**Assigned task 1:**
In the passage on focused deterrence, what year did Oakland's current, successful version of the strategy begin?
**Assigned task 2:**
List every participant that, according to the passage on focused deterrence, Abt names in the last chapter of his book as needing to be on board for the strategy to work.
**Assigned task 3:**
Extend the passage on focused deterrence beyond its final sentence.

Given text: Begin

Abt’s policies could also work alongside stricter gun laws, which could help address the remaining gun deaths. But unlike gun control, Abt’s approach isn’t tied up in all the debates about the Second Amendment and gun rights, making it perhaps more politically feasible and something the country’s leaders could do right now. That’s the promise of what Abt is proposing.
The big question: how to implement and sustain anti-violence strategies
Oakland’s experience, however, also shows the potential pitfalls of focused deterrence: It requires a high level of coordination, and there’s a risk that city officials might lose interest. Before the current, successful version that began in 2012, the city tried the strategy before, then abandoned it, in what the Giffords report labeled “false starts.”
One consistent problem with focused deterrence is poor implementation. In Oakland, for example, Giffords found that previous attempts failed to bring in community members and deployed new social services broadly rather than targeting those most at risk. Police, meanwhile, continued to focus on sweeping actions; as one police captain put it, cops were trained to “lock up as many bad guys as we could — put as much dope, as many guns on the table as we possibly could.”
Another problem is how many people have to be on board for focused deterrence to work. In the last chapter of his book, Abt details the cast of characters and agencies: the mayor or city manager, head of police, heads of various social services agencies, community leaders, the community itself, and activists. Everyone must be committed to a single strategy focused on a specific message and goal, and they have to stick with it.
Consider what total deployment of focused deterrence would look like in Chicago. At the top, the mayor and perhaps the governor and federal officials would have to lead the charge. These leaders would then have to get the police department and government agencies, from health to support services, to sign on. Faith leaders and other community members, many of whom distrust the police, would have to agree to work with them. And everyone would have to keep targeting specific individuals with a message that balances punishment and support.
Focused deterrence can also be a victim of its own success. As crime drops, officials with limited budgets may begin to question why they need to keep the policy — and its costs to law enforcement and social services — on the books rather than moving on to other issues. Even Boston, after its self-described “miracle” in the 1990s, over time ditched the approach.

Given text: End
Data provided: Begin

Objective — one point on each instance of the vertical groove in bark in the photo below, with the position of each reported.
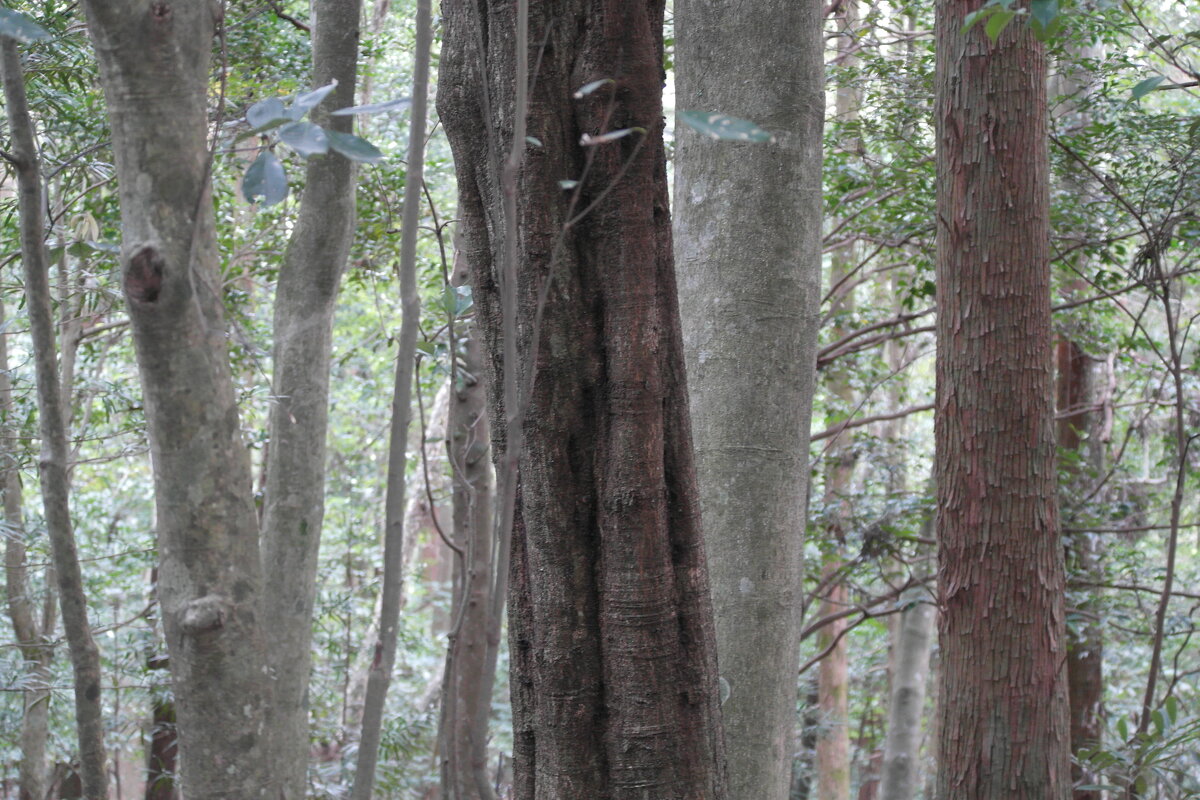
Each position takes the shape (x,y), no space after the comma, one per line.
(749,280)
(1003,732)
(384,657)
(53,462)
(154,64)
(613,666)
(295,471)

Data provided: End
Data provided: Begin

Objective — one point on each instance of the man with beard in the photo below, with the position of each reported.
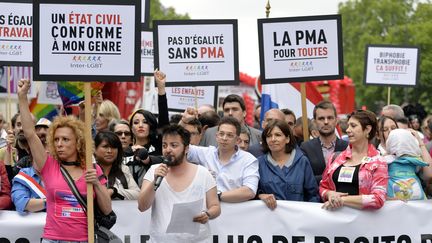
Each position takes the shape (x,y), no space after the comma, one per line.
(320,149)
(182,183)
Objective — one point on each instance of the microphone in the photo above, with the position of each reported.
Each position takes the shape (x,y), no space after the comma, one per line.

Data provided: End
Data provided: Begin

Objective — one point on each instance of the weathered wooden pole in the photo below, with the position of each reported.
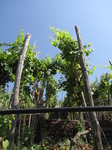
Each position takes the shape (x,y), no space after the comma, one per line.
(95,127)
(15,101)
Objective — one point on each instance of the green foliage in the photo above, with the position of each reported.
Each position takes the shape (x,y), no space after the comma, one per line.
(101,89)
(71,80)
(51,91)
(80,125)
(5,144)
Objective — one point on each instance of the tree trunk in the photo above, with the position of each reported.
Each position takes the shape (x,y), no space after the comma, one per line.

Data provided: End

**Written response 1:**
2012

**Written response 2:**
- The mayor or city manager
- The head of police
- The heads of various social services agencies
- Community leaders
- The community itself
- Activists

**Written response 3:**
But, Abt argues, abandoning the approach simply leads to crime and violence creeping back up — what he calls “more often than not a failure of governance, not of the strategy itself.”
The solution, he says, is public pressure — from advocates, politicians, journalists, and communities. But that will require that the public pay sustained and focused attention to everyday urban gun violence rather than just major mass shootings.
“It must be remembered that violence does not concentrate in poor communities of color by accident,” he writes. “Disparities in crime and violence that were created by white racism are now perpetuated by white indifference. Today, racial apathy, not racial hatred, is a major obstacle to progress. Hatred may be the greater sin, but it is less pervasive. White people’s collective unconcern for their fellow black and brown citizens is more prevalent and more damaging.”
I can vouch for this dynamic: When we write about mass shootings at Vox, they tend to get a lot of attention. When we write about more typical everyday shootings, those articles get fewer readers and overall interest. I can’t prove with 100 percent certainty why this is, but it seems likely that the fact victims of widely covered mass shootings are often white — while everyday shooting victims often aren’t — plays a role.
Advocating for and adopting strategies like focused deterrence, Becoming a Man, and Cure Violence could change the dynamic. These approaches wouldn’t solve the US’s entire gun problem on their own. But they would be a significant start — letting thousands of people live and grow up with less fear of the kind of gun violence that is currently routine in much of America.